» Arbeitsauftrag 1
Stimmen die folgenden Aussagen mit dem Text zum Ärztetarif Tardoc überein? Beantworte jede mit Ja oder Nein und zitiere die entscheidenden Worte des Textes wörtlich.
(a) Der Bundesrat hat Tardoc im vierten Anlauf genehmigt.
(b) Spitäler und Ärzte rechnen seit zwanzig Jahren mit Tarmed ab.
(c) Das Bundesamt für Gesundheit erwartet allein wegen der neuen Tarifpositionen für Spitalnotfallvorhalteleistungen jährliche Mehrkosten von rund 220 Millionen Franken.
» Arbeitsauftrag 2
Setze den Text über den Ärztetarif Tardoc nach seinem letzten Satz fort.

» Vorliegender Text
──────

Ärztetarif TardocBundesrat fordert Verbesserungen bei Kostenneutralität
Der neue Ärztetarif soll eigentlich Fehlanreize beseitigen – und so die Kosten senken. Dieses Ziel ist aus Sicht der Regierung noch nicht erreicht.
Seit zwanzig Jahren rechnen Spitäler und Ärzte mit dem Tarifsystem Tarmed ab. Das wird bis auf weiteres so bleiben. Der Bundesrat hat die neue Tarifstruktur namens Tardoc auch im vierten Anlauf nicht genehmigt. Die Kostenneutralität sei nicht gegeben.
«Wenn wir Tardoc jetzt genehmigen würden, stiegen die Gesundheitskosten und damit auch die Krankenkassenprämien», sagte Gesundheitsminister Alain Berset vor den Medien in Bern. Dieses Risiko dürfe der Bundesrat nicht eingehen. «Das wäre nicht gesetzeskonform.»
Gemäss Schätzungen des Bundesamts für Gesundheit wäre nur schon aufgrund der neuen Tarifpositionen zur Finanzierung von Spitalnotfallvorhalteleistungen mit jährlichen Mehrkosten von rund 220 Millionen Franken zu rechnen. Insgesamt seien die finanziellen Auswirkungen von Tardoc bei dessen Einführung nicht abschätzbar.

──────

» Bildgestützte Zeigedaten
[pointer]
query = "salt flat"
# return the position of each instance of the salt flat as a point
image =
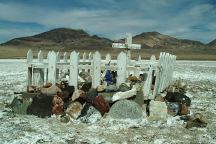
(200, 77)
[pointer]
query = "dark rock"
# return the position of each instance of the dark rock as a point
(101, 105)
(177, 97)
(197, 120)
(20, 104)
(92, 115)
(41, 106)
(125, 109)
(124, 87)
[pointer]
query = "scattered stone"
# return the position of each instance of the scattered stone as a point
(157, 110)
(85, 76)
(124, 95)
(92, 116)
(41, 106)
(173, 108)
(77, 94)
(139, 98)
(126, 109)
(101, 105)
(133, 78)
(197, 120)
(177, 97)
(74, 109)
(57, 105)
(107, 96)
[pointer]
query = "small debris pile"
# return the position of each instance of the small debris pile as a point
(89, 105)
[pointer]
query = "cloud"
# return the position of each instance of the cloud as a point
(113, 18)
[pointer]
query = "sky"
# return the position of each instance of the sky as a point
(185, 19)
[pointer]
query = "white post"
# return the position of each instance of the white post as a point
(29, 61)
(84, 57)
(96, 69)
(158, 74)
(148, 82)
(52, 68)
(121, 68)
(74, 61)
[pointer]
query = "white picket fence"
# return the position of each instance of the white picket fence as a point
(42, 70)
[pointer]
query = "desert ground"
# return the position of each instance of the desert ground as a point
(201, 88)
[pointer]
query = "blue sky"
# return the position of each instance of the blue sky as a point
(186, 19)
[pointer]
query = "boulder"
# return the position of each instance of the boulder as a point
(126, 109)
(20, 104)
(74, 109)
(157, 110)
(123, 87)
(107, 96)
(92, 116)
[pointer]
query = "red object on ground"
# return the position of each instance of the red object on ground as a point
(101, 105)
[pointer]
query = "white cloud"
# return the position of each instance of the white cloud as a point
(113, 23)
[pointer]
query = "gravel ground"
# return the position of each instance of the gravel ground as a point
(199, 76)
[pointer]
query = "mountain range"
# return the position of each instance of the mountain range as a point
(65, 39)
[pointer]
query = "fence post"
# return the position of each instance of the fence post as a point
(157, 81)
(74, 61)
(38, 73)
(65, 57)
(96, 77)
(52, 59)
(121, 68)
(29, 61)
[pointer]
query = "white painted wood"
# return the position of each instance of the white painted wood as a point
(29, 56)
(65, 59)
(52, 68)
(158, 77)
(96, 69)
(29, 61)
(90, 56)
(74, 60)
(121, 68)
(38, 77)
(40, 56)
(164, 69)
(108, 58)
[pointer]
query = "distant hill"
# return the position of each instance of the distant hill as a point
(65, 39)
(212, 44)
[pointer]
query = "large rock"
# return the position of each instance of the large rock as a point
(126, 109)
(124, 95)
(158, 110)
(20, 104)
(92, 116)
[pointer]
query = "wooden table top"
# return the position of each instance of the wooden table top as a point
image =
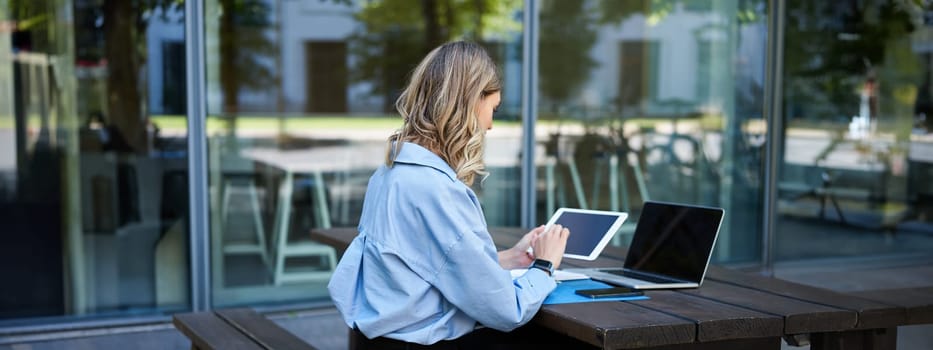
(730, 306)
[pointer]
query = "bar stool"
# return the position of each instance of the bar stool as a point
(286, 249)
(233, 190)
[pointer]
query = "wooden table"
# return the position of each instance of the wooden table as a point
(731, 310)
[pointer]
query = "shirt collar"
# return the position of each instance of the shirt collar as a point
(412, 153)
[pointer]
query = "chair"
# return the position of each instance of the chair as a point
(257, 245)
(286, 249)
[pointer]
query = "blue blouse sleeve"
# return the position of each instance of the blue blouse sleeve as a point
(471, 277)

──────

» Deine Antwort 1
(a) Nein: «Der Bundesrat hat die neue Tarifstruktur namens Tardoc auch im vierten Anlauf nicht genehmigt.»
(b) Ja: «Seit zwanzig Jahren rechnen Spitäler und Ärzte mit dem Tarifsystem Tarmed ab.»
(c) Ja: «wäre nur schon aufgrund der neuen Tarifpositionen zur Finanzierung von Spitalnotfallvorhalteleistungen mit jährlichen Mehrkosten von rund 220 Millionen Franken zu rechnen»

» Deine Antwort 2
Zwar weise Tardoc verschiedene Elemente auf, die im Vergleich zu Tarmed als deutliche Verbesserung zu werten seien, heisst es im Prüfbericht, den der Bundesrat als Basis für seinen Entscheid studiert hat. Es brauche jedoch weitere Verbesserungen.
Berset macht Tarifpartnern Mut
Berset betonte mehrmals, dass Versicherer, Spitäler und Ärzteschaft auf dem richtigen Weg seien. Tardoc biete die Basis für einen neuen Einzelleistungstarif. Es seien «erfreulich grosse Fortschritte» erzielt worden. Der Entscheid des Bundesrats solle nicht das Ende von Tardoc sein.
«Ich verstehe, dass die Akteure heute enttäuscht sein werden», so Berset. Der Bundesrat zeige aber Wege auf, wie man die Mängel beseitigen könne. «Es ist möglich, die Unterlagen zu verbessern.» Der Bundesrat wolle, dass die Tarifpartner konstruktiv weiterarbeiteten.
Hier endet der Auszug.